**Aim of the task:**
Quote the whole listing verbatim.
★ ★ ★ ★ ★
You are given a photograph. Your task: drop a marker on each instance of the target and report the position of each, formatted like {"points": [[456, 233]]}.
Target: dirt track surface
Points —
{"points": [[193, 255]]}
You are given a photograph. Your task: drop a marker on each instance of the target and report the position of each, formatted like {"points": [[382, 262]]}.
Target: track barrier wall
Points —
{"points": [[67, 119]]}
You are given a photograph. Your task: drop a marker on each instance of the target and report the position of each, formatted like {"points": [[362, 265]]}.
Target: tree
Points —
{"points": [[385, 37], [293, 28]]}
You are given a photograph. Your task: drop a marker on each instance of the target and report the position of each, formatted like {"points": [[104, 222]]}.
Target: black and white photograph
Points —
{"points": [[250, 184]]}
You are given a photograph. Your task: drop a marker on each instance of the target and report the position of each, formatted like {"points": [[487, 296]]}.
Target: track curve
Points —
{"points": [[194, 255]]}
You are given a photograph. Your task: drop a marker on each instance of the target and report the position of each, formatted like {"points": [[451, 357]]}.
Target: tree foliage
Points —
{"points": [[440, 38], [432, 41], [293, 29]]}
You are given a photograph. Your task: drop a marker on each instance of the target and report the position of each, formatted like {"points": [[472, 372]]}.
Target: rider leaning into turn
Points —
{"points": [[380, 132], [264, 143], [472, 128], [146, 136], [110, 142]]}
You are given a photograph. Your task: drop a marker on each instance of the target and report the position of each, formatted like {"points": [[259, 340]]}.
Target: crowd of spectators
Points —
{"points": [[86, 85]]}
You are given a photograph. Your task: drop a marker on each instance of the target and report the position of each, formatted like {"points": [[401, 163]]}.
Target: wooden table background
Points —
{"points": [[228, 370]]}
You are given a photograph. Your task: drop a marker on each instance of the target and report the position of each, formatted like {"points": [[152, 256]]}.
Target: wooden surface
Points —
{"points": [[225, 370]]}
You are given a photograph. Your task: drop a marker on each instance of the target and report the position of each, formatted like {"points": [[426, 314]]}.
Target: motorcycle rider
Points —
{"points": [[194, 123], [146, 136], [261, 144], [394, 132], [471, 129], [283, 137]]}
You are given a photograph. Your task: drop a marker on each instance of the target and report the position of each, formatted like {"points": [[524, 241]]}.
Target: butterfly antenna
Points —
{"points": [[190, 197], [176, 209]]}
★ ★ ★ ★ ★
**Result for this exercise:**
You are given a photograph. Your task: drop a marker on each instance of the target and report the position of each, formatted like {"points": [[456, 233]]}.
Target: dirt track surface
Points —
{"points": [[193, 255]]}
You are given a photograph. Your task: drop a marker on each instance of the target and report the position of each, formatted like {"points": [[382, 262]]}.
Target: track barrier wall
Points —
{"points": [[67, 119]]}
You are given a photograph. Your task: drop a marker on each instance of the target and report the position of each, formatted like {"points": [[362, 265]]}.
Target: tree
Points —
{"points": [[385, 37], [293, 28]]}
You are given a photograph. Your task: drop a marker on each instance of the target and report the position of each, formatted like {"points": [[104, 222]]}.
Target: black and white photograph
Points —
{"points": [[250, 184]]}
You are given a photograph. Your task: drop a marker on each instance of the target and report the position of each, formatted like {"points": [[487, 296]]}.
Target: track curve
Points —
{"points": [[194, 255]]}
You are given a photograph. Your task: drop a marker on each instance of the target and report the position of each, formatted like {"points": [[451, 357]]}.
Target: tree foliage
Points —
{"points": [[440, 38], [432, 41], [293, 29]]}
You are given a photograph. Your task: drop a marker on each instance of the target and report the position of each, formatted like {"points": [[472, 372]]}.
Target: rider leaning into turn
Points —
{"points": [[380, 132], [264, 143], [472, 128], [146, 136], [110, 142]]}
You are given a photograph. Your task: drop a marker on each instance of the target and report the position of each, formatted like {"points": [[259, 340]]}.
Target: crowd of spectators
Points —
{"points": [[86, 85]]}
You are given a photograph. Your task: drop a marker on each instance of the target and report the position of each, formatted like {"points": [[401, 163]]}.
Target: wooden table background
Points —
{"points": [[228, 370]]}
You are given a photograph. Your task: drop a marker on each instance of the target and report the position of each, formatted like {"points": [[152, 256]]}.
Target: wooden surface
Points —
{"points": [[225, 370]]}
You are given a photograph. Your task: drop a marker on each instance of the target and report the position of each, formatted like {"points": [[426, 314]]}.
Target: motorcycle rider
Points —
{"points": [[194, 123], [146, 136], [261, 144], [394, 132], [471, 129], [283, 137]]}
You are given a photograph. Your task: drop a marker on each instance of the target and report the position of each, formatted like {"points": [[524, 241]]}.
Target: butterfly antenna
Points —
{"points": [[190, 197], [176, 209]]}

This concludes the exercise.